## Begin
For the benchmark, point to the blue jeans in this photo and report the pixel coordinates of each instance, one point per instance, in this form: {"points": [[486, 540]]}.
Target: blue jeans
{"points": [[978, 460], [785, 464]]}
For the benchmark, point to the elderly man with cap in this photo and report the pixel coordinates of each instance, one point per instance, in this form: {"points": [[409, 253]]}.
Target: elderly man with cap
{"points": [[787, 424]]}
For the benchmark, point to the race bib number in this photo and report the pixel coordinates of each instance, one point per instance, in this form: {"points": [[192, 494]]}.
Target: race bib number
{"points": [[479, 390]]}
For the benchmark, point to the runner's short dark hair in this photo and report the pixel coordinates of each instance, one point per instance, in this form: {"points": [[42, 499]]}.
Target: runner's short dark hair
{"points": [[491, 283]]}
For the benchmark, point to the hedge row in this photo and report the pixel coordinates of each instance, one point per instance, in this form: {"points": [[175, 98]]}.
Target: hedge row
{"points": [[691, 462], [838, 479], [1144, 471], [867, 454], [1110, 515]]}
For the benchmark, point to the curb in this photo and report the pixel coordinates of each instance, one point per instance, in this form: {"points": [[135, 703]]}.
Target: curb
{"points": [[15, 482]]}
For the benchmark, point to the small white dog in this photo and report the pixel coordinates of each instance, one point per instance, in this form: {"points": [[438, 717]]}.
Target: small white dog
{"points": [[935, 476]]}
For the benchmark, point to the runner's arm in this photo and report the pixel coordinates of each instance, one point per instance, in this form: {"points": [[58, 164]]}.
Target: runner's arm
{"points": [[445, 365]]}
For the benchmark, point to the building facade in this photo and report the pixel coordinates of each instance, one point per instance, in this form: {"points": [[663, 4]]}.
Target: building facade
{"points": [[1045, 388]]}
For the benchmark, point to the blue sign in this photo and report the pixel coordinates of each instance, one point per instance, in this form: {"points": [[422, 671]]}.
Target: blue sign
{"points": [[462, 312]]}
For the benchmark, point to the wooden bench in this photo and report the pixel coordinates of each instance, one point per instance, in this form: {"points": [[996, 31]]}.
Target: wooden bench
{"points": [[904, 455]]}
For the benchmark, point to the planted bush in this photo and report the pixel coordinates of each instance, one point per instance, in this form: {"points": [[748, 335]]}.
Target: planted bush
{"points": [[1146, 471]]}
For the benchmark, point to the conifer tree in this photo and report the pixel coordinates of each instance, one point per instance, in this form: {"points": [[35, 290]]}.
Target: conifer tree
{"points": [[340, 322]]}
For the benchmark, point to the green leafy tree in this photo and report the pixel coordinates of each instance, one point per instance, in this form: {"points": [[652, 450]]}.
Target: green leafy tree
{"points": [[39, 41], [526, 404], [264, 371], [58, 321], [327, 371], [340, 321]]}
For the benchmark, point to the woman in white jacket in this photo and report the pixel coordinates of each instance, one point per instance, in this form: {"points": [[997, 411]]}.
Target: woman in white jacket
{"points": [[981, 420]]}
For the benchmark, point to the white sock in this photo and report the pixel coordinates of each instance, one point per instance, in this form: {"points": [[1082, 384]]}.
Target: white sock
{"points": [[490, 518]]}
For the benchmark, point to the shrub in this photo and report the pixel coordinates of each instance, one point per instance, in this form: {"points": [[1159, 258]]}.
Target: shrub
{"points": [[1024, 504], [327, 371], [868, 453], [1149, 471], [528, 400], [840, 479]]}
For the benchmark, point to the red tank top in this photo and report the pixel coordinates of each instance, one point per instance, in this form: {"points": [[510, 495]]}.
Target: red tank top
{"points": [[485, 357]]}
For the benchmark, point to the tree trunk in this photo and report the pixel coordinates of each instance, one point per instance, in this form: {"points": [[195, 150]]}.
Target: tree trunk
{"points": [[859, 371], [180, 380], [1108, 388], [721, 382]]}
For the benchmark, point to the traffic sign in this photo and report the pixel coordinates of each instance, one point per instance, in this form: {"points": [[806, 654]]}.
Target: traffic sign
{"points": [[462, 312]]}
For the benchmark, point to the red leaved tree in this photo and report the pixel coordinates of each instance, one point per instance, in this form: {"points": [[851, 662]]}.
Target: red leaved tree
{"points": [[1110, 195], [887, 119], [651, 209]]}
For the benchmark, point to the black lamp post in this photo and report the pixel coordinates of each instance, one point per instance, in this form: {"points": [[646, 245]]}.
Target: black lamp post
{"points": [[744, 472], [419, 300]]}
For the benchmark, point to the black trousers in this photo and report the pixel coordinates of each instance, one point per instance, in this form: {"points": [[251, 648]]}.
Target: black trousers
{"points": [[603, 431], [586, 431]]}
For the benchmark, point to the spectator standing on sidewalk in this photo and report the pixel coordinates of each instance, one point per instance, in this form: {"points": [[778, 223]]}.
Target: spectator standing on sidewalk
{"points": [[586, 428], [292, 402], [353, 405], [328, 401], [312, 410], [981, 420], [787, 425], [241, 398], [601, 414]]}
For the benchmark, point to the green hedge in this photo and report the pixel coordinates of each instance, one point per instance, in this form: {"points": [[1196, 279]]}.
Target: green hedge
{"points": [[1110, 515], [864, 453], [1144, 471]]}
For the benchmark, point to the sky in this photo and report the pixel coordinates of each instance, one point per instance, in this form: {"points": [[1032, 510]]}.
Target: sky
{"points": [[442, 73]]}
## End
> What the task asks:
Please lay out all the material above as a Markdown table with the columns Row and Line, giving each line its row number and leaving out blank lines.

> Expected answer:
| Row | Line |
|---|---|
| 1 | For the benchmark, point to the blue jeans in this photo and report the pixel coordinates of each instance, one point per instance, in this form: {"points": [[486, 540]]}. |
| 2 | Target: blue jeans |
| 3 | {"points": [[978, 460], [785, 464]]} |
| 4 | For the benchmark, point to the elderly man with cap in this photo and report the pixel coordinates of each instance, one point per instance, in this form: {"points": [[409, 253]]}. |
| 5 | Target: elderly man with cap |
| 6 | {"points": [[787, 424]]} |
| 7 | For the benchmark, point to the race bib number in this photo and report the pixel coordinates of each instance, one point per instance, in this form: {"points": [[192, 494]]}. |
| 8 | Target: race bib number |
| 9 | {"points": [[479, 390]]} |
| 10 | For the benchmark, point to the runner's short dark hair in this photo and report the pixel coordinates of each instance, one point per instance, in this form: {"points": [[42, 499]]}. |
| 11 | Target: runner's short dark hair |
| 12 | {"points": [[491, 283]]} |
| 13 | For the benchmark, point to the hedge row in this photo and report the pixel coordinates of each instance, one point per instance, in this form: {"points": [[175, 98]]}. |
| 14 | Target: hedge row |
| 15 | {"points": [[691, 462], [838, 479], [1144, 471], [867, 454], [1110, 515]]} |
| 16 | For the benchmark, point to the curb in this photo and report the pixel coordinates of each instance, one point per instance, in this form: {"points": [[135, 703]]}. |
| 17 | Target: curb |
| 18 | {"points": [[15, 482]]} |
| 19 | For the benchmark, point to the small white dog in this photo and report the pixel coordinates of each instance, one point per instance, in this form: {"points": [[438, 717]]}. |
| 20 | Target: small white dog |
| 21 | {"points": [[935, 476]]} |
| 22 | For the benchmark, point to the runner's arm in this photo and report the pixel coordinates of each instance, one point per instance, in this form: {"points": [[58, 164]]}. |
| 23 | Target: runner's arm |
| 24 | {"points": [[445, 365]]} |
| 25 | For the benchmark, point to the building facade in this photo and report the pixel coordinates of each instance, one point per instance, in this form: {"points": [[663, 4]]}. |
| 26 | Target: building facade |
| 27 | {"points": [[1045, 388]]} |
| 28 | For the benchmark, point to the blue sign in this photo and report the pixel coordinates of each instance, one point per instance, in this form: {"points": [[422, 671]]}. |
| 29 | Target: blue sign |
| 30 | {"points": [[462, 312]]} |
| 31 | For the benchmark, point to the wooden bench in this photo and report the pixel coordinates of each instance, one point per instance, in this form: {"points": [[996, 31]]}. |
| 32 | Target: wooden bench |
| 33 | {"points": [[904, 455]]} |
| 34 | For the benchmark, point to the planted bush in this photo and report the pixel coordinates of each instance, one point per instance, in this form: {"points": [[748, 335]]}. |
| 35 | Target: planted bush |
| 36 | {"points": [[1146, 471]]} |
| 37 | For the benchmark, point to the conifer tree in this photo and report the pixel coordinates of each instance, one point per instance, in this form: {"points": [[35, 290]]}. |
| 38 | Target: conifer tree |
| 39 | {"points": [[340, 322]]} |
| 40 | For the benchmark, point to the green leafy tree in this photo and report the pixel coordinates of each instance, one point per instance, in this form: {"points": [[652, 450]]}. |
| 41 | Target: green leafy tree |
| 42 | {"points": [[39, 41], [526, 404], [264, 371], [58, 321], [327, 371], [340, 321]]} |
| 43 | For the benchmark, point to the woman in white jacket in this photo and report the pixel coordinates of each instance, one point per instance, in this form: {"points": [[997, 411]]}. |
| 44 | Target: woman in white jacket |
| 45 | {"points": [[981, 420]]} |
| 46 | For the benchmark, point to the white sock in this photo and report the pixel coordinates of each instance, one point per instance, in this form: {"points": [[1082, 384]]}. |
| 47 | Target: white sock |
| 48 | {"points": [[490, 518]]} |
| 49 | For the benchmark, point to the shrub in this photo and report the pixel coordinates of each instance, one point per instance, in this form: {"points": [[1159, 258]]}. |
| 50 | Target: shrub |
| 51 | {"points": [[1024, 504], [327, 371], [868, 453], [1149, 471], [528, 400], [840, 479]]} |
| 52 | For the benchmark, point to the red tank top in this photo and report the pixel coordinates of each instance, one point per instance, in this form: {"points": [[510, 495]]}. |
| 53 | Target: red tank top |
| 54 | {"points": [[485, 357]]} |
| 55 | For the benchmark, point to the tree trunk in this photo and report the pixel coordinates of each instance, one point per instance, in this form: {"points": [[195, 150]]}. |
| 56 | Target: tree trunk |
| 57 | {"points": [[859, 371], [180, 380], [1108, 388], [721, 382]]} |
| 58 | For the benchmark, point to the traffic sign in this photo and report the pixel coordinates of each instance, one point per instance, in this form: {"points": [[806, 654]]}. |
| 59 | Target: traffic sign |
| 60 | {"points": [[462, 312]]} |
| 61 | For the benchmark, point to the red leaved tree in this photo and report the pixel coordinates of each instance, one point per instance, in this form: {"points": [[851, 662]]}. |
| 62 | Target: red leaved tree |
| 63 | {"points": [[1110, 195], [887, 119], [651, 209]]} |
| 64 | For the benchmark, point to the black lamp post in this photo and report the pixel coordinates of each instance, one point per instance, in this form: {"points": [[646, 245]]}. |
| 65 | Target: black lamp post |
| 66 | {"points": [[744, 472], [419, 300]]} |
| 67 | For the benchmark, point to the black trousers in this photo and report the pixel coordinates of each instance, one point per instance, in this form: {"points": [[251, 648]]}. |
| 68 | Target: black trousers |
| 69 | {"points": [[603, 431], [586, 431]]} |
| 70 | For the benchmark, point to the spectator standing on sidewalk in this photo and report the pixel coordinates of each instance, one point per instance, in this form: {"points": [[778, 223]]}. |
| 71 | Target: spectator standing on sidewalk |
| 72 | {"points": [[586, 428], [292, 402], [353, 405], [328, 401], [312, 410], [981, 420], [787, 425], [241, 398], [601, 414]]} |
| 73 | For the benchmark, point to the green hedge in this photo and report the pixel coordinates of each instance, one point per instance, in this form: {"points": [[1196, 279]]}. |
| 74 | Target: green hedge |
| 75 | {"points": [[1110, 515], [864, 453], [1144, 471]]} |
| 76 | For the benchmark, point to the sky in this photo and report the pixel coordinates of each instance, one point per instance, in this form: {"points": [[1032, 510]]}. |
| 77 | Target: sky |
| 78 | {"points": [[442, 73]]} |